Task: Transcribe the records below exactly, from their first line through the line containing "rough mask: <svg". Omit every line after it.

The data:
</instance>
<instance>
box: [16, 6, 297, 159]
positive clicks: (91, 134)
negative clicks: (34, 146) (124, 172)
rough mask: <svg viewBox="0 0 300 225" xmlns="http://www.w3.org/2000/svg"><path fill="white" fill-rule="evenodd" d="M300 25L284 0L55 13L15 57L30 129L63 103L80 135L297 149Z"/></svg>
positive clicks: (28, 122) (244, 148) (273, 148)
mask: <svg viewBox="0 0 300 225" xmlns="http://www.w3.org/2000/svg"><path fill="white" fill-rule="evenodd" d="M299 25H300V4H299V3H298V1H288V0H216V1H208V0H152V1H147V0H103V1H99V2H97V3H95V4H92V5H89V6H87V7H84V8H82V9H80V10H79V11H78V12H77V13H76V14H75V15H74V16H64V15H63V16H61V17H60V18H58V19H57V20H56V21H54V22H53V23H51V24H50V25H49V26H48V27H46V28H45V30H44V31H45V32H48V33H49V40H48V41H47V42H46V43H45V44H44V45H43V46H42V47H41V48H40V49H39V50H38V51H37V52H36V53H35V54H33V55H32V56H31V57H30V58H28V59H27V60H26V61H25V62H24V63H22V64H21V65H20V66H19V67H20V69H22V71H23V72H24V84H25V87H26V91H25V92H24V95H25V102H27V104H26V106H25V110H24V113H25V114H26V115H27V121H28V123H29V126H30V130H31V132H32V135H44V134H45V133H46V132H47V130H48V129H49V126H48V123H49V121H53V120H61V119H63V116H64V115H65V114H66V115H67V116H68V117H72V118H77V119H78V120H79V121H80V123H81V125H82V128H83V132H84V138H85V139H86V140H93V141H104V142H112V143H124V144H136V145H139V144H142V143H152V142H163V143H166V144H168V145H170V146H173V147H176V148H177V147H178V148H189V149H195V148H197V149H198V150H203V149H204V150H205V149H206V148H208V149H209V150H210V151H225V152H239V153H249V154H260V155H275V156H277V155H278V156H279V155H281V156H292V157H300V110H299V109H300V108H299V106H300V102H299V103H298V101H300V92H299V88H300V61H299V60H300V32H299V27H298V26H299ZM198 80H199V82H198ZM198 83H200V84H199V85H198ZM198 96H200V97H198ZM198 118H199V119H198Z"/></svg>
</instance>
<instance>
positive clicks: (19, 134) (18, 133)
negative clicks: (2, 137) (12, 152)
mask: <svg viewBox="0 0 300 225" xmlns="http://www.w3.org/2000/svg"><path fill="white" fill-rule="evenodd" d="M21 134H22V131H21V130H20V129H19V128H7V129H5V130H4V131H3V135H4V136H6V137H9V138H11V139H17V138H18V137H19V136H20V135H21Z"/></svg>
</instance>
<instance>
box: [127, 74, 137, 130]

Written response:
</instance>
<instance>
box: [16, 6, 297, 159]
positive clicks: (91, 134)
negative clicks: (34, 146) (124, 172)
rough mask: <svg viewBox="0 0 300 225" xmlns="http://www.w3.org/2000/svg"><path fill="white" fill-rule="evenodd" d="M300 25L284 0L55 13L15 57L30 129L63 103L80 135L297 149Z"/></svg>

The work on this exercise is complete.